Text for analysis:
The Poole Delphis range, launched in 1963, was initially conceived by Guy Sydenham and Robert Jefferson and later developed by Jefferson and Tony Morris. Every piece is pretty much unique, with designs created by the decorators themselves.

===Aegean===
Introduced in 1970, Aegean utilises spray-on glazes in a wide range of techniques (sgraffito, silhouette, mosaic, flow line and carved clay) and patterns (from pure 1970's abstraction to more figurative images of fish, leaves, boats and pastoral scenes). Initially thought of as a replacement for Delphis, it was never as successful.

===Living Glaze===
Poole Pottery giftware is currently created using "Living Glaze". This involves the application of different glazes which react with one another to achieve unique results on each piece.

==Closure and re-establishment==
Leonard Curtis were appointed administrators in 2003, and sold the company as a going concern to Dorset businessman Peter Ford. They also raised funds for creditors by selling historic artefacts from the Pottery's museum.

Exercises:
• a. Rewrite the stretch of the Poole Pottery history from "The Poole Delphis" through "never as successful.", putting "brush-on glazes" in place of "spray-on glazes".
• b. Using the Poole Pottery history, decide whether each statement agrees with it: (i) The Delphis range was launched in 1963. (ii) Aegean proved more successful than Delphis. (iii) Leonard Curtis sold the company to Tony Morris. Answer yes or no for each and quote the words that settle it.
• c. Continue the Poole Pottery history from the point where it stops.

Dataset excerpt:
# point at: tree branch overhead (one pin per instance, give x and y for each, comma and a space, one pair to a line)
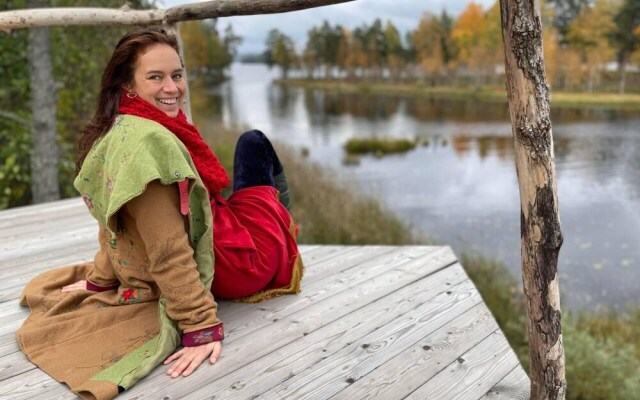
19, 19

Numbered answers:
• a.
The Poole Delphis range, launched in 1963, was initially conceived by Guy Sydenham and Robert Jefferson and later developed by Jefferson and Tony Morris. Every piece is pretty much unique, with designs created by the decorators themselves.

===Aegean===
Introduced in 1970, Aegean utilises brush-on glazes in a wide range of techniques (sgraffito, silhouette, mosaic, flow line and carved clay) and patterns (from pure 1970's abstraction to more figurative images of fish, leaves, boats and pastoral scenes). Initially thought of as a replacement for Delphis, it was never as successful.

• b.
(i) Yes: "The Poole Delphis range, launched in 1963"
(ii) No: "it was never as successful"
(iii) No: "sold the company as a going concern to Dorset businessman Peter Ford"

• c.
On 15 December 2006, it was announced that the shop would close, due to non-payment of debts mounting up since new owners took over in August. The company, including the factory, went into administration on 20 December 2006, owing £1 million to over 300 creditors.

Poole Pottery came out of administration on 10 February 2007 and was under the control of Lifestyle Group Ltd, which also owns Royal Stafford Tableware.

The pottery shop opened on Poole Quay, selling Poole Pottery giftware (first and seconds), lighting, tableware and studio ranges. The shop closed down in 2017.

The main Poole Pottery factory is now at the Middleport Pottery (sharing with Burleigh Pottery) in Burslem, Stoke on Trent where production is now carried out following the closure of the Poole factory.

In June 2011, the Denby Pottery Company under the ownership of Hilco bought Poole Pottery.